**DESCRIPTION OF THE TASK**
Copy out exactly the lines spanning the line with "Can you find the patch" to the line with "Can you find the vertical", inclusive, from the data underneath, with no pictures.

**GIVEN ENTRIES**

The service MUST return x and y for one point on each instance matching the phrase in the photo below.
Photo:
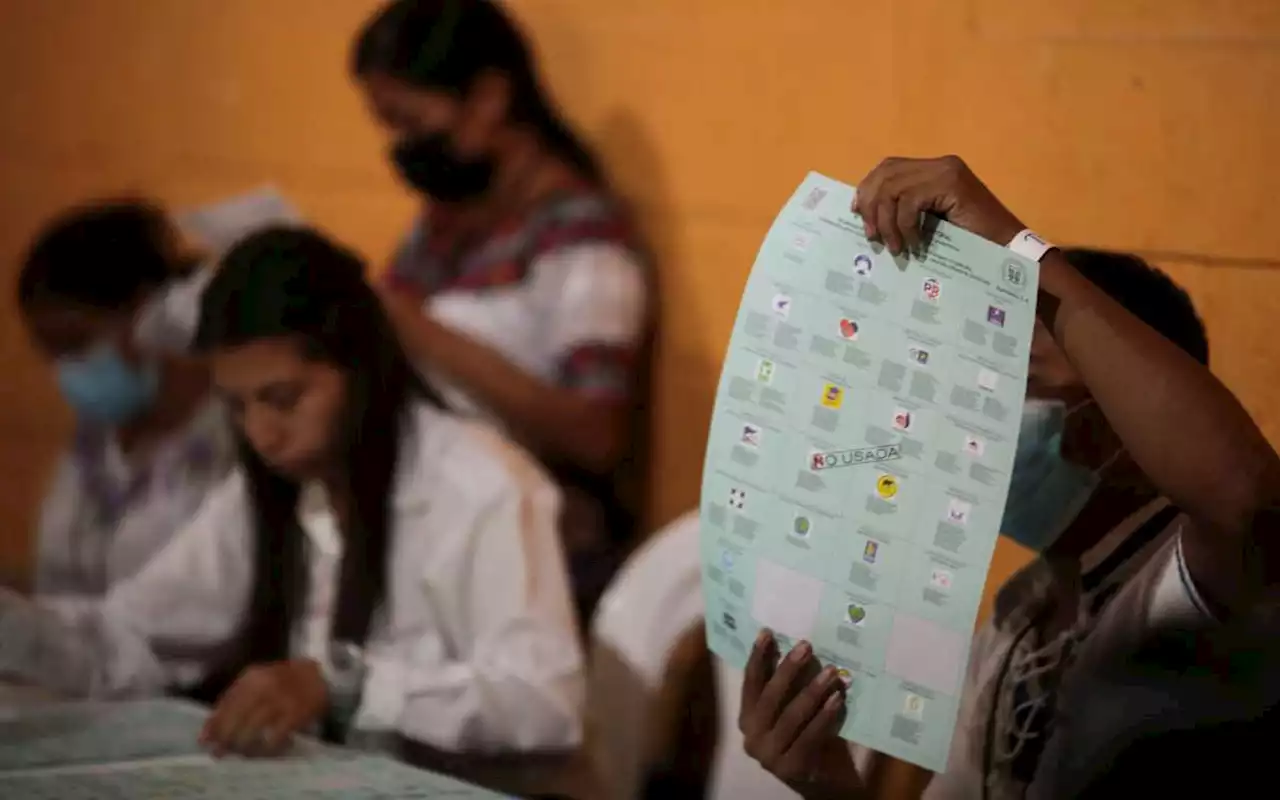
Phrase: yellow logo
(886, 487)
(832, 396)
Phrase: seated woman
(151, 440)
(374, 565)
(521, 288)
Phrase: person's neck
(526, 173)
(337, 489)
(1110, 506)
(184, 387)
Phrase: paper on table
(222, 224)
(859, 458)
(64, 734)
(334, 775)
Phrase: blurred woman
(374, 565)
(150, 439)
(521, 286)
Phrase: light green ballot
(859, 460)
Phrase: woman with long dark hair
(375, 565)
(521, 287)
(150, 438)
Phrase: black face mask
(430, 165)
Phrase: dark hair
(1147, 293)
(448, 44)
(293, 282)
(103, 255)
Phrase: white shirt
(560, 324)
(106, 513)
(475, 648)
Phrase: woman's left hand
(265, 707)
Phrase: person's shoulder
(465, 460)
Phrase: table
(147, 749)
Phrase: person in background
(374, 566)
(1139, 478)
(521, 287)
(150, 438)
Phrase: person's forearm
(553, 421)
(1183, 428)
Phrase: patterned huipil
(563, 293)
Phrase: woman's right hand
(790, 720)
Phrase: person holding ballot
(150, 438)
(1139, 479)
(374, 565)
(521, 288)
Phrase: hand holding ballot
(790, 720)
(876, 430)
(892, 197)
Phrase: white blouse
(106, 513)
(474, 649)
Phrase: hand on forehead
(1051, 375)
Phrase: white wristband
(1029, 245)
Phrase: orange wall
(1139, 124)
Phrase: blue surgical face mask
(1046, 492)
(105, 388)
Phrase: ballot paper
(859, 460)
(219, 225)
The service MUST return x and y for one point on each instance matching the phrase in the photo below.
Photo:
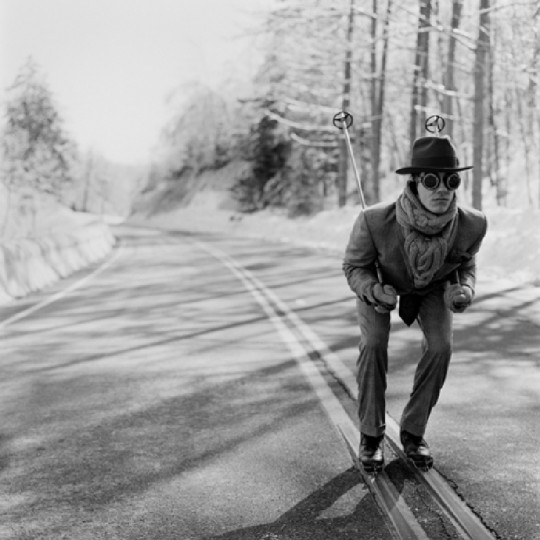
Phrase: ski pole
(343, 120)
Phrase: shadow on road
(304, 521)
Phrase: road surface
(157, 395)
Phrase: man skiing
(424, 245)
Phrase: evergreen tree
(37, 153)
(267, 182)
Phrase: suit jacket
(377, 235)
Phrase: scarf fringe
(427, 235)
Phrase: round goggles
(432, 181)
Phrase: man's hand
(385, 298)
(457, 297)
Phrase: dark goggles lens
(432, 181)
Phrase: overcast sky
(111, 63)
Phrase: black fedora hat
(433, 154)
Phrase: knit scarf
(427, 235)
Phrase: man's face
(436, 200)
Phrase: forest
(391, 65)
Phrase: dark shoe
(416, 449)
(371, 453)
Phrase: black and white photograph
(269, 270)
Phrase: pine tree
(37, 153)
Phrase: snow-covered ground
(510, 252)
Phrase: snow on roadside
(511, 249)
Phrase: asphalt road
(157, 400)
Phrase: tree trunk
(420, 71)
(457, 6)
(346, 100)
(378, 86)
(481, 56)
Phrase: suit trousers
(435, 321)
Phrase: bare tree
(420, 70)
(480, 69)
(450, 83)
(345, 104)
(377, 90)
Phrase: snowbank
(66, 243)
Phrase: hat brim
(412, 170)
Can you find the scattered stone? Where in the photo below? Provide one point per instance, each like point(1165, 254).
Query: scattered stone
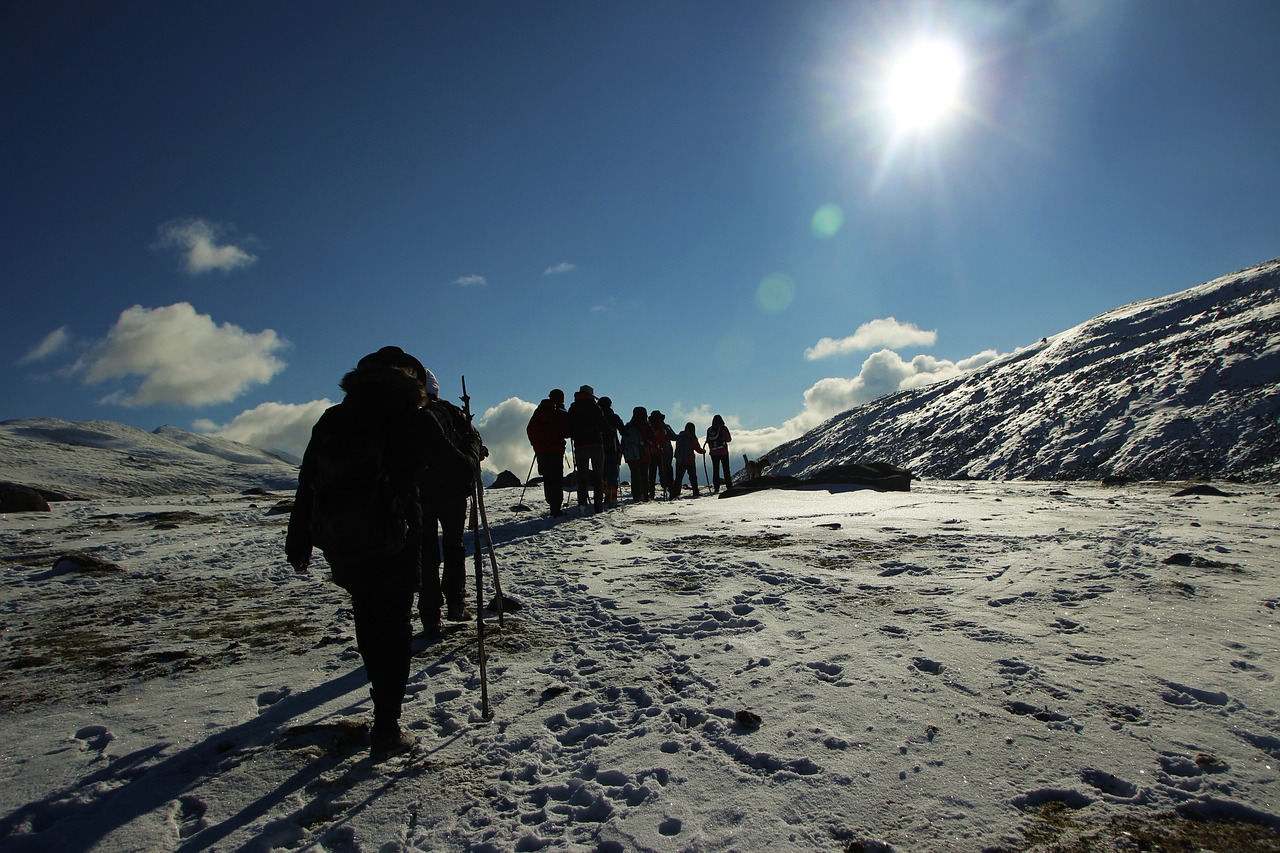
point(1202, 489)
point(506, 480)
point(81, 561)
point(19, 498)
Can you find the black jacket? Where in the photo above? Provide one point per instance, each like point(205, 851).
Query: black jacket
point(378, 398)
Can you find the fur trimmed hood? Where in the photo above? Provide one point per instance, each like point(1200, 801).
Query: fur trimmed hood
point(400, 383)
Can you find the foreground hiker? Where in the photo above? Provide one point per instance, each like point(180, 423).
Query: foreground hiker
point(545, 433)
point(357, 501)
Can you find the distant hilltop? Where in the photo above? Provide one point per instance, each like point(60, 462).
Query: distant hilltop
point(1178, 387)
point(95, 459)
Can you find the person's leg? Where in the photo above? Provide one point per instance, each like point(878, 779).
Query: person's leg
point(452, 512)
point(384, 635)
point(429, 589)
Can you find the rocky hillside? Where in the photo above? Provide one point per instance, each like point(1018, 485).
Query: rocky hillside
point(1179, 387)
point(105, 459)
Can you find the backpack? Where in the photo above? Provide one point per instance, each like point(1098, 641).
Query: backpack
point(632, 442)
point(464, 438)
point(361, 510)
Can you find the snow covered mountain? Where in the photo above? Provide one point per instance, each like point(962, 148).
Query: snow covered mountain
point(1184, 386)
point(96, 459)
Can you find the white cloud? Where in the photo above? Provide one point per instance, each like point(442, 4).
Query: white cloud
point(503, 430)
point(272, 425)
point(199, 241)
point(885, 332)
point(53, 343)
point(182, 356)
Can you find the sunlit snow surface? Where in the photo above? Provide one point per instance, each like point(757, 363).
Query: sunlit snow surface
point(927, 669)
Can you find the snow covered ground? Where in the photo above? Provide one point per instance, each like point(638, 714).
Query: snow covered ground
point(965, 666)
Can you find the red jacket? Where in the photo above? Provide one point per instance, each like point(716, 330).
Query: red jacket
point(545, 428)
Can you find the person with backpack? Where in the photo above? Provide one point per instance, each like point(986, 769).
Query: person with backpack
point(612, 448)
point(686, 445)
point(636, 439)
point(717, 447)
point(444, 518)
point(659, 454)
point(357, 501)
point(545, 430)
point(585, 425)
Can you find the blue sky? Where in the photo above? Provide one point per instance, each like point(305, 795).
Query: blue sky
point(211, 210)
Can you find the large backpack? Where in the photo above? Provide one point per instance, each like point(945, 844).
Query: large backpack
point(361, 507)
point(632, 442)
point(464, 438)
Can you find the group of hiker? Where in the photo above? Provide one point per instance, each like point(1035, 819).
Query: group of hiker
point(383, 492)
point(654, 452)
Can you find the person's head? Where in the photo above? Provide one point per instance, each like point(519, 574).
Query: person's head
point(430, 384)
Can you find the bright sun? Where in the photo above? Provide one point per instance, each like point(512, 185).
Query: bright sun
point(923, 85)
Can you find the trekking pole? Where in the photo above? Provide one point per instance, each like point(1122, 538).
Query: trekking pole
point(483, 661)
point(520, 506)
point(484, 518)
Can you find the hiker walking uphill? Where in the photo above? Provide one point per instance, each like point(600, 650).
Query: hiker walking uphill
point(686, 445)
point(717, 447)
point(585, 425)
point(444, 519)
point(636, 439)
point(545, 433)
point(357, 501)
point(661, 454)
point(612, 450)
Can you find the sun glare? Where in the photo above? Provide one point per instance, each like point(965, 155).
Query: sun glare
point(923, 85)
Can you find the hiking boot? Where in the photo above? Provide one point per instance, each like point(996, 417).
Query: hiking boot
point(389, 740)
point(430, 621)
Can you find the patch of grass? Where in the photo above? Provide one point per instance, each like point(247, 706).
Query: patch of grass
point(1055, 828)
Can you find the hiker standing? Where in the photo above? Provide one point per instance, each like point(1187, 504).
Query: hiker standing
point(686, 445)
point(636, 439)
point(585, 424)
point(444, 518)
point(545, 433)
point(612, 448)
point(357, 500)
point(717, 446)
point(661, 454)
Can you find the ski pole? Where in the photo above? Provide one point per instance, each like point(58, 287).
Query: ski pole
point(484, 516)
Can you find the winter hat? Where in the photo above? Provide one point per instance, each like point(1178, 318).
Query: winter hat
point(433, 387)
point(394, 357)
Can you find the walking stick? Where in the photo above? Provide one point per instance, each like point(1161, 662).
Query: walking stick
point(521, 507)
point(478, 491)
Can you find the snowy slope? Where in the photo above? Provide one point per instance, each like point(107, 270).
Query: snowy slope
point(104, 459)
point(1183, 386)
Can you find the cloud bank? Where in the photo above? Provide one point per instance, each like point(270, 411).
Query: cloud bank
point(272, 425)
point(182, 356)
point(199, 242)
point(885, 332)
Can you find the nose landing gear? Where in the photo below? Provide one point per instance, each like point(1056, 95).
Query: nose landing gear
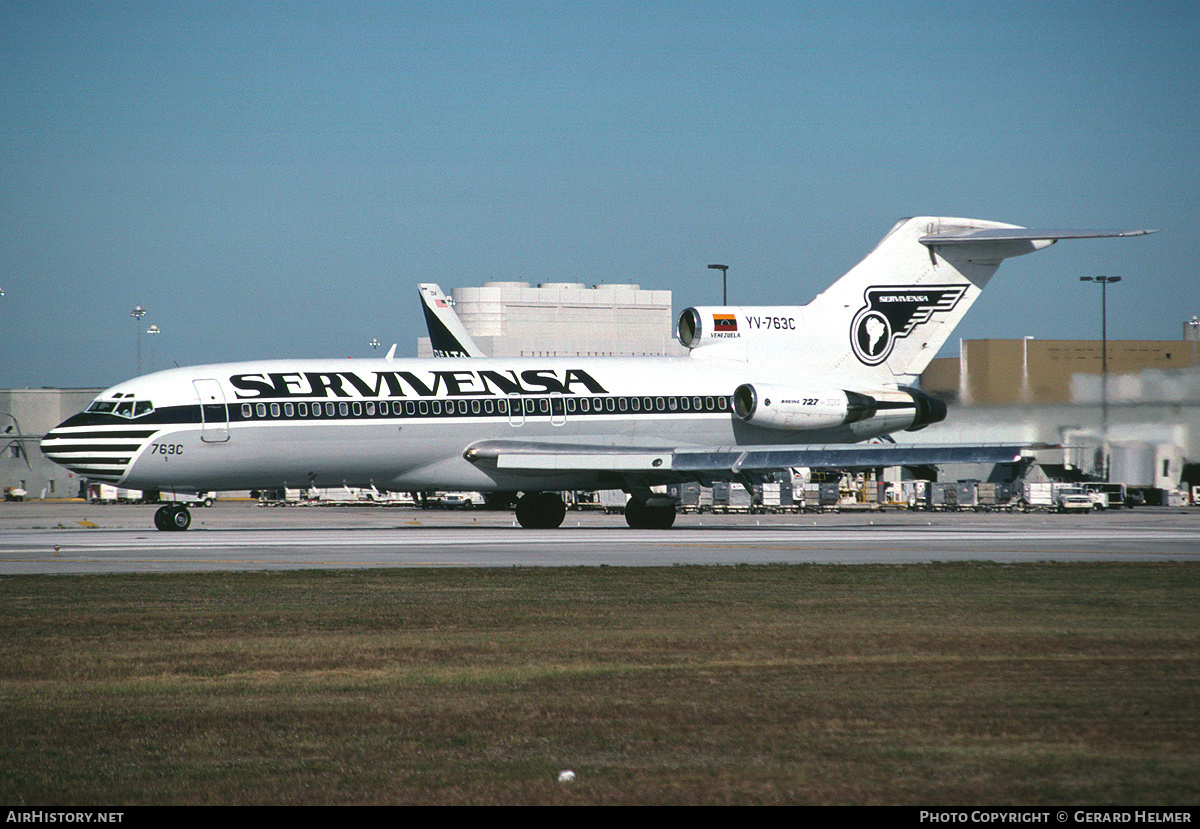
point(172, 517)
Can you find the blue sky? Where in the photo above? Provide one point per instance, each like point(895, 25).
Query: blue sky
point(273, 179)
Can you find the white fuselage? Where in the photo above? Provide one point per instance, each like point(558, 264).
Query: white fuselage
point(405, 424)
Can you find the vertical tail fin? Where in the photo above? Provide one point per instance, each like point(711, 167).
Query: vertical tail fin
point(900, 304)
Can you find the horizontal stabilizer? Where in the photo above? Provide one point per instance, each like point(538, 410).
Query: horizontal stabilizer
point(969, 236)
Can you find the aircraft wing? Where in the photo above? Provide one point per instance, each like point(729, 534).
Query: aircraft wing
point(970, 236)
point(706, 463)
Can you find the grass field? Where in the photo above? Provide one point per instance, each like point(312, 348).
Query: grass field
point(959, 684)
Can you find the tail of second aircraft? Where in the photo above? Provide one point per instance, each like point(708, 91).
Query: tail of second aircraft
point(889, 314)
point(448, 335)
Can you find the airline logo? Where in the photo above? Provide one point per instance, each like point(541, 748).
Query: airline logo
point(725, 324)
point(419, 384)
point(894, 312)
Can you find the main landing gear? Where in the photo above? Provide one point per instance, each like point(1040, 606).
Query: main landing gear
point(641, 515)
point(173, 517)
point(546, 510)
point(540, 510)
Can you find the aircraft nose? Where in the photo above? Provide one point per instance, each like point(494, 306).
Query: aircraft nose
point(100, 452)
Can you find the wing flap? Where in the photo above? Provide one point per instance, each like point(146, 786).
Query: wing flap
point(717, 462)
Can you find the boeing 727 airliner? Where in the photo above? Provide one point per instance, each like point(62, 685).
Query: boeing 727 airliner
point(761, 389)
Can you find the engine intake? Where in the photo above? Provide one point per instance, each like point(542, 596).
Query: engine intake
point(784, 408)
point(797, 409)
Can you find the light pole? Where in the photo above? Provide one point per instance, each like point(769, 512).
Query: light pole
point(1104, 282)
point(19, 439)
point(138, 313)
point(153, 330)
point(725, 272)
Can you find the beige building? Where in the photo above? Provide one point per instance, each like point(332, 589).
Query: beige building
point(510, 319)
point(1002, 372)
point(25, 416)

**TASK RESPONSE**
Can you find the patch of grass? Where in the photo above? Provide one point per instance, each like point(247, 706).
Query: patch of grass
point(1055, 828)
Can you find the hiker standing? Where in the photo above? Provide one point per instance, each like point(1187, 504).
Query: hiker standing
point(686, 445)
point(636, 439)
point(585, 424)
point(444, 518)
point(545, 433)
point(612, 448)
point(357, 500)
point(717, 446)
point(661, 454)
Can you find the ski pole? Where in the photo above? Provide one point per instance, each like point(58, 287).
Query: ski pole
point(484, 516)
Can you find the winter hat? Where in the photo above? Provide one point per instance, each like point(1178, 318).
Query: winter hat
point(433, 387)
point(394, 357)
Can you find the walking stick? Where in the photo above? Provide one point per instance, each like point(1161, 662).
Query: walking stick
point(521, 507)
point(478, 491)
Can you find the snowy slope? Where in the photo above? Provide one point per instance, each like point(107, 270).
Query: snowy slope
point(104, 459)
point(1183, 386)
Can you find the cloud bank? Where in the photo above? Provide one point per instance, each like point(270, 411).
Query: cloud bank
point(272, 425)
point(182, 356)
point(199, 242)
point(885, 332)
Can you find the nose landing gear? Where in the photo below? Provide one point per instance, each like point(1056, 95).
Query: nose landing gear
point(172, 517)
Can you find the blue sky? Where in the photo above? Provide one point per instance, each like point(895, 25).
Query: blue sky
point(273, 179)
Can you find the white fuselage? Where in the photo above? Provide one point per instance, each like point(558, 264).
Query: white fuselage
point(405, 424)
Can you find the vertical tail fin? Where in the photo above? Provide one point per instance, each like point(711, 167).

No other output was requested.